Natural language region descriptions:
________________________
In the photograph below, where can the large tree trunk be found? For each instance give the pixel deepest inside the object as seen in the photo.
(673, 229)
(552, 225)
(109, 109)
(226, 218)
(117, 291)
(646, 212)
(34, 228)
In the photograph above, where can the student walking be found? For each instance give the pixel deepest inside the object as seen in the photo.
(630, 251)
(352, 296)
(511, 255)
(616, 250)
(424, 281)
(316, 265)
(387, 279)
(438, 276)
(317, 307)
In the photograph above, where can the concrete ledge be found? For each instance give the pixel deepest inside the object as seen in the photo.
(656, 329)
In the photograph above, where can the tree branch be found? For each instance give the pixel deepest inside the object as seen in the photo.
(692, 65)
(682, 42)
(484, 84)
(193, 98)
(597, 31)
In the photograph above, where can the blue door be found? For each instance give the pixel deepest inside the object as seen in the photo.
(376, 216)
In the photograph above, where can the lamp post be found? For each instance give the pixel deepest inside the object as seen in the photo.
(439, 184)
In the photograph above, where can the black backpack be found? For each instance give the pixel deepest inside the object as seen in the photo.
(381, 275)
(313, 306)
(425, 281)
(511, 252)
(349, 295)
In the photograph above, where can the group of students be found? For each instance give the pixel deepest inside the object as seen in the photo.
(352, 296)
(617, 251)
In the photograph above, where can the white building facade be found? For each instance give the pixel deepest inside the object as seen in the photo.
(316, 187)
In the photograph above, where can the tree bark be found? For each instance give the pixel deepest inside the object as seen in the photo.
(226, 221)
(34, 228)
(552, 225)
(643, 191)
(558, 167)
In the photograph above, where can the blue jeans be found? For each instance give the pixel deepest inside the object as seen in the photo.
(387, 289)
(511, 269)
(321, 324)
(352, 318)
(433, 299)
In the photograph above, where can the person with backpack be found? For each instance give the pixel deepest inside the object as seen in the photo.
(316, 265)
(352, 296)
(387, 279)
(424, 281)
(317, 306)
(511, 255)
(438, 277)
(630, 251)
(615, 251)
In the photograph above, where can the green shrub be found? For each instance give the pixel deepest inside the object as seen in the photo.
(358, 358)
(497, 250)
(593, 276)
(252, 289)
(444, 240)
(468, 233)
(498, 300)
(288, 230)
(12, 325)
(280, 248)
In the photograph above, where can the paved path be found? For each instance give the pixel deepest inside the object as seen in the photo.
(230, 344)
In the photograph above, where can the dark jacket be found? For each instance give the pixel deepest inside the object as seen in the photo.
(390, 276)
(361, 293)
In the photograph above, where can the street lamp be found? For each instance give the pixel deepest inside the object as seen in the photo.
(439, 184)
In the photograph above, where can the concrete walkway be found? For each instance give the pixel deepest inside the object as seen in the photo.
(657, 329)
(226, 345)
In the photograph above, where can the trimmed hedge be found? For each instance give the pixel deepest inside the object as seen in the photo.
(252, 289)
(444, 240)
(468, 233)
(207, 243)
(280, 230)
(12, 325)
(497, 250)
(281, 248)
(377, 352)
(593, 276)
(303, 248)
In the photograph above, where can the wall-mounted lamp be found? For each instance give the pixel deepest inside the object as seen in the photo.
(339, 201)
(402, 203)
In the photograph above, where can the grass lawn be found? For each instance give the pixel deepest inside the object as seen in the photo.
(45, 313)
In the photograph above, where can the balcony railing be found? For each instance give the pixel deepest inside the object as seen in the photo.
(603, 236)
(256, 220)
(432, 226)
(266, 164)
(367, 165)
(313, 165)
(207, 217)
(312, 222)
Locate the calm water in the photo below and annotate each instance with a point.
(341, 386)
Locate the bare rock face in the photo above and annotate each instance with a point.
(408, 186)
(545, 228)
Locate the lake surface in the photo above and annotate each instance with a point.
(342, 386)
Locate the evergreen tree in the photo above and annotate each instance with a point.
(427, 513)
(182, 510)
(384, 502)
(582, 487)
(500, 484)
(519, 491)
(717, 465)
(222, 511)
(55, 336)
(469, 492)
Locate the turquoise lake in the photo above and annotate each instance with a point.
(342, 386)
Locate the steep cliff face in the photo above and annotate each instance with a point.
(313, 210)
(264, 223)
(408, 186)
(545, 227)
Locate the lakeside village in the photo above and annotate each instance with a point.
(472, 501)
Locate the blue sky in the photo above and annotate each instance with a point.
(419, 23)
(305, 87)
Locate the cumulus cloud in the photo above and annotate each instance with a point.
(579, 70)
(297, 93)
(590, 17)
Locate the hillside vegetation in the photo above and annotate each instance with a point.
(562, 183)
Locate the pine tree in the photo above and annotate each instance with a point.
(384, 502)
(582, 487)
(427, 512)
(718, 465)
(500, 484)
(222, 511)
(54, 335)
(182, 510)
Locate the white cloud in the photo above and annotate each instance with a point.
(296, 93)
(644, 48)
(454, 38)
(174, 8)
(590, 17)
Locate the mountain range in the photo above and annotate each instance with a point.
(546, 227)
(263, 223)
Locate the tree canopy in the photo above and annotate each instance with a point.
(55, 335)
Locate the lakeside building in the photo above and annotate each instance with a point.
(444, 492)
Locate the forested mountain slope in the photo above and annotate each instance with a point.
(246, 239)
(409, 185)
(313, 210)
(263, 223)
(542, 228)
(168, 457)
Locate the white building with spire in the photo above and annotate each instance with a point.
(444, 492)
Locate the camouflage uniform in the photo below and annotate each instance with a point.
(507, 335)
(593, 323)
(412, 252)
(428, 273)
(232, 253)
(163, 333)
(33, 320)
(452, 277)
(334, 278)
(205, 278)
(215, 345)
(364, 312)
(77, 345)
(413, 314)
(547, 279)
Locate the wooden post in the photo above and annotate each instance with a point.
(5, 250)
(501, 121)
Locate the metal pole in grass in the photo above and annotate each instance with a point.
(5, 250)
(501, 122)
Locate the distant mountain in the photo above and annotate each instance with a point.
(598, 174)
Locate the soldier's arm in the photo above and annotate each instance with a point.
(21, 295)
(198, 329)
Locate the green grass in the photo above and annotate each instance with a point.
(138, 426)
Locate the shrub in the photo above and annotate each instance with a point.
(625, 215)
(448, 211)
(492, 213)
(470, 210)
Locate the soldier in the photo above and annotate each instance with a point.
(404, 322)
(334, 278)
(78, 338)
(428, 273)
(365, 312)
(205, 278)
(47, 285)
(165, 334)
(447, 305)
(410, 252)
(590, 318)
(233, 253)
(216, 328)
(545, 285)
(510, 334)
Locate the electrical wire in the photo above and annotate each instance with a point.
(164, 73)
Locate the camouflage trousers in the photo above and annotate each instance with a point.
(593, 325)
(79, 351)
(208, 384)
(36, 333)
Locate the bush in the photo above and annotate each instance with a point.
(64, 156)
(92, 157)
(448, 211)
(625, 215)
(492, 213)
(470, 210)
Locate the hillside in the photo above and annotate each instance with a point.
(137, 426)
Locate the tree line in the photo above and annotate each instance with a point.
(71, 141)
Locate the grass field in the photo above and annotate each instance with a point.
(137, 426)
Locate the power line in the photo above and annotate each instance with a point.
________________________
▶ _Task instructions_:
None of the records may be omitted or altered when they are given again.

▶ _Exercise solution_:
In the photograph below, where can the large tree trunk be found? For each instance give the pixel deepest inside the object as seen in the photo.
(673, 229)
(552, 225)
(109, 109)
(226, 218)
(117, 291)
(646, 212)
(34, 228)
In the photograph above, where can the student walking be found? For each instance give the pixel deepest inside the object as seen in the photo.
(630, 251)
(352, 296)
(511, 255)
(616, 250)
(424, 281)
(316, 265)
(387, 279)
(438, 276)
(317, 307)
In the photograph above, where can the concrete ledge be found? For each instance give the pixel deepest inside the object as seen in the photo.
(656, 329)
In the photograph above, where can the tree branch be found? For each instance give the pixel deepest inside the object as seen in the photo.
(692, 65)
(682, 42)
(484, 84)
(193, 98)
(597, 31)
In the photograph above, where can the blue door be found? For each instance give the pixel deepest inside the object as seen in the photo.
(376, 216)
In the photograph above, where can the lamp post be found? For each instance give the pixel deepest inside the object as seen in the photo.
(439, 184)
In the photograph above, where can the black backpack be found? For each instance give the pixel deepest inside the object as seen in the photo.
(381, 275)
(313, 306)
(425, 281)
(511, 252)
(349, 295)
In the photograph above, where can the group of students be found? For each instance give the pixel deepest inside the object as seen in the photo.
(352, 296)
(617, 251)
In the photograph above, where can the white building facade be found? For each instance give the pixel deepest inside the object as seen in the photo.
(316, 187)
In the photograph above, where can the tree bark be found? For each instance give the pixel deepest inside the object as seen in the photo.
(226, 221)
(34, 228)
(552, 225)
(643, 191)
(558, 167)
In the photograph above, where can the blue jeans be found? For each instance give the pixel deepest inside the object as seen in the photo.
(387, 289)
(511, 269)
(321, 324)
(352, 318)
(433, 299)
In the photograph above, where can the person with backpack be found? For each instance give the pixel deepest inside the object as seen in the photo.
(316, 265)
(352, 296)
(387, 279)
(424, 281)
(317, 306)
(511, 255)
(438, 277)
(630, 251)
(615, 251)
In the photograph above, where can the green shrub be found? For each instance give the pixel deepest inside the object as seen in the photo.
(358, 358)
(497, 250)
(593, 276)
(252, 289)
(444, 240)
(468, 233)
(498, 300)
(288, 230)
(12, 325)
(280, 248)
In the photograph above, where can the paved path be found? For each instance give the pixel deepest inside the object as seen in the photo.
(230, 344)
In the photograph above, where can the dark jacket be found? For each instance give the pixel deepest inside the object as seen in the photo.
(390, 276)
(361, 293)
In the photograph above, where can the street lamp be found? For each instance give the pixel deepest inside the object as seen in the photo.
(439, 184)
In the photograph above, where can the concrete walkway be found? For each instance give the pixel deepest inside the object as seen in the photo.
(657, 329)
(226, 345)
In the photograph above, where can the trimmed hedge be found? For each instance give the pixel deepest inside the object as seen in the photo.
(252, 289)
(444, 240)
(468, 233)
(207, 243)
(280, 230)
(12, 325)
(497, 250)
(281, 248)
(377, 352)
(593, 276)
(303, 248)
In the photograph above, where can the wall-mounted lamp be found? For each instance give the pixel deepest inside the object as seen in the photo.
(339, 201)
(402, 203)
In the photograph above, where can the grass lawn be found? For each instance give the pixel deepest inside the object as seen in the photo.
(45, 313)
In the photograph above, where can the balcony railing be found? For each instance give the pixel deepest inside the object as seen in the photo.
(603, 236)
(256, 220)
(432, 226)
(266, 164)
(367, 165)
(313, 165)
(207, 217)
(312, 222)
Locate the calm water in the photo below and annotate each instance with a point.
(341, 386)
Locate the bare rock face in the photo above and annotate each instance with a point.
(408, 186)
(545, 228)
Locate the lake surface in the photo above and annotate each instance with a point.
(342, 386)
Locate the evergreen tree in the photo above and annotate each instance with a point.
(427, 513)
(182, 510)
(384, 502)
(582, 487)
(500, 484)
(519, 491)
(717, 465)
(222, 511)
(55, 336)
(469, 492)
Locate the turquoise lake in the photo above and annotate each instance with a point.
(342, 386)
Locate the steep cliff face in the photo above and annotate each instance with a point.
(313, 210)
(264, 223)
(408, 186)
(545, 227)
Locate the lakeside village in the photo above and annotate each instance with a point.
(472, 501)
Locate the blue sky in the photo above and annotate each instance with a point.
(419, 23)
(305, 87)
Locate the cumulus cloud in the photo above and annotate each instance with a point.
(579, 70)
(297, 93)
(590, 17)
Locate the hillside vegetation in the photo above and annotate each instance with a point.
(562, 183)
Locate the pine tree in the photo above and annotate each instance with a point.
(384, 502)
(582, 487)
(427, 512)
(718, 465)
(500, 484)
(222, 511)
(54, 335)
(182, 510)
Locate the white cloud in the photo above and annotate each instance with a point.
(296, 93)
(644, 48)
(454, 38)
(174, 8)
(590, 17)
Locate the mountain range in the photo above and annotate each instance with a point.
(546, 227)
(263, 223)
Locate the tree canopy in the photo above and annotate each instance with a point.
(55, 335)
Locate the lakeside building in the photo above and annotate each instance with a point.
(444, 492)
Locate the forested mountain slope in the photo above and annotate each instance with a point.
(246, 239)
(409, 185)
(313, 210)
(263, 223)
(542, 228)
(168, 457)
Locate the white building with spire in the photo above and annotate each instance with a point.
(444, 492)
Locate the camouflage uniform in the photo below and annotate each instance with a point.
(507, 335)
(593, 323)
(412, 252)
(428, 273)
(232, 253)
(163, 333)
(33, 320)
(452, 277)
(334, 278)
(205, 278)
(215, 345)
(364, 312)
(77, 345)
(413, 314)
(547, 279)
Locate the wooden post in the photo above and annotate each instance with a point.
(5, 250)
(501, 121)
Locate the metal pole in grass in the photo above and annotate each instance with a point.
(5, 250)
(501, 122)
Locate the distant mountain in the photo above and annotate each instance with a point.
(598, 174)
Locate the soldier's arm in the photo above and annotate each instance with a point.
(21, 295)
(198, 329)
Locate the green grass in the photo above and annotate each instance with a point.
(138, 426)
Locate the shrub in the photo above and annotate each instance with a point.
(625, 215)
(448, 211)
(492, 213)
(470, 210)
Locate the soldier in the photo above and annotate each instance with a point.
(404, 322)
(334, 278)
(78, 338)
(428, 273)
(365, 312)
(205, 278)
(47, 285)
(165, 334)
(447, 305)
(410, 252)
(590, 318)
(233, 253)
(216, 328)
(545, 285)
(510, 334)
Locate the electrical wire in the photo above and annotate each instance with a point.
(164, 73)
Locate the camouflage trousers in the photo above and annotate each instance with a point.
(593, 325)
(79, 351)
(208, 384)
(36, 333)
Locate the bush in the photo above and annotate each instance with a point.
(64, 156)
(92, 157)
(448, 211)
(625, 215)
(492, 213)
(470, 210)
Locate the hillside in the photo above and annotate each instance with a point.
(137, 426)
Locate the tree line in the photo above and annotate each instance with a point.
(71, 141)
Locate the grass field in the photo above and annotate each instance with a point.
(137, 426)
Locate the power line in the photo above and annotate each instance with a point.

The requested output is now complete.